* **Objective**: Please convert every line of the records below into a JSON list of strings, with one string per line and blank lines left out.

* **Records to process**:
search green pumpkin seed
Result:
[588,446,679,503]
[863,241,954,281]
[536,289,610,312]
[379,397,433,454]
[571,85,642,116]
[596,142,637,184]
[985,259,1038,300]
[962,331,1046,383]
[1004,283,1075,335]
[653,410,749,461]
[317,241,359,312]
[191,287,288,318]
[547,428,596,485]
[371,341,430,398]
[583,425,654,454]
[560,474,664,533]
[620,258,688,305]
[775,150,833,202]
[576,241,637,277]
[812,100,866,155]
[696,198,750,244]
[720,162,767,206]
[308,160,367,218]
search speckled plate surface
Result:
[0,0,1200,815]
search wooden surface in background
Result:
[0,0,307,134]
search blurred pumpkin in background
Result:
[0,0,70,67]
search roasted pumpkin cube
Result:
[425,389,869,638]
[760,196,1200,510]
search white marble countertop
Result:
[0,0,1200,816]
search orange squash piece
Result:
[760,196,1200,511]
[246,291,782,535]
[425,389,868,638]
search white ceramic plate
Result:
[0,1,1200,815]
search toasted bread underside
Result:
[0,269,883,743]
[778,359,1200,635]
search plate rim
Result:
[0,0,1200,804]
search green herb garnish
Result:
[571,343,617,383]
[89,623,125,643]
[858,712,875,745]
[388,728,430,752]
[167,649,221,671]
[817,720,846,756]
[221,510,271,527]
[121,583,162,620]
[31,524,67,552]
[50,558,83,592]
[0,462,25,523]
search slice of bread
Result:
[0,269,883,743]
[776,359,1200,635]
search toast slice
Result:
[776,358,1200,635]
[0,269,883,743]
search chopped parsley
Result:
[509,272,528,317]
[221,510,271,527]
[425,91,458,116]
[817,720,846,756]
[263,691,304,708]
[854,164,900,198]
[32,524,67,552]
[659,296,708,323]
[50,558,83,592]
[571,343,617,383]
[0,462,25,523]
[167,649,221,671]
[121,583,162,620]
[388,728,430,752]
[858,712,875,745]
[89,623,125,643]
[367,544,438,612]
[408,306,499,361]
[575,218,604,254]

* **Exercise answer**:
[
  "search green pumpkin seed",
  "Result:",
  "[588,446,679,503]",
  "[863,241,954,281]",
  "[536,289,610,312]",
  "[379,397,433,454]",
  "[571,85,642,116]",
  "[596,142,637,184]",
  "[985,259,1038,300]",
  "[962,331,1046,383]",
  "[1004,283,1075,335]",
  "[653,410,749,461]",
  "[317,241,359,312]",
  "[191,287,288,318]",
  "[547,428,596,485]",
  "[371,341,430,398]",
  "[583,425,654,454]",
  "[560,474,664,533]",
  "[620,258,688,305]",
  "[775,150,833,202]",
  "[576,241,637,277]",
  "[812,100,866,155]",
  "[696,198,750,244]",
  "[720,162,767,206]",
  "[308,160,367,218]",
  "search speckled plate surface",
  "Result:",
  "[0,0,1200,815]",
  "search wooden surface in background",
  "Result:",
  "[0,0,307,134]",
  "search blurred pumpkin in background",
  "Result:",
  "[0,0,70,67]",
  "search roasted pumpkin cube",
  "Result:",
  "[425,389,869,638]",
  "[760,196,1200,510]",
  "search white marble countertop",
  "Result:",
  "[0,0,1200,816]",
  "search orange squash piece",
  "Result:",
  "[760,196,1200,511]",
  "[246,291,782,535]",
  "[425,389,868,638]",
  "search white ceramic plate",
  "Result:",
  "[0,1,1200,815]",
  "search toasted bread underside",
  "Result:",
  "[0,269,883,743]",
  "[778,359,1200,635]",
  "search plate rim",
  "Result:",
  "[0,0,1200,804]",
  "search green herb garnish",
  "Result:",
  "[571,343,617,383]",
  "[89,623,125,643]",
  "[858,712,875,745]",
  "[388,728,430,752]",
  "[167,649,221,671]",
  "[817,720,846,756]",
  "[221,510,271,527]",
  "[121,583,162,620]",
  "[31,524,67,552]",
  "[50,558,83,592]",
  "[0,462,25,523]",
  "search slice of bread",
  "Result:",
  "[0,269,883,743]",
  "[776,359,1200,635]",
  "search toast slice",
  "Result:",
  "[776,358,1200,635]",
  "[0,269,883,743]",
  "search chopped parsley",
  "Result:",
  "[509,272,528,317]",
  "[221,510,271,527]",
  "[425,91,458,116]",
  "[817,720,846,756]",
  "[263,691,304,708]",
  "[854,164,900,198]",
  "[32,524,67,552]",
  "[659,296,708,323]",
  "[50,558,83,592]",
  "[571,343,617,383]",
  "[0,462,25,523]",
  "[167,649,221,671]",
  "[121,583,162,620]",
  "[388,728,430,752]",
  "[858,712,875,745]",
  "[89,623,125,643]",
  "[367,544,438,612]",
  "[408,306,499,361]",
  "[575,218,604,254]"
]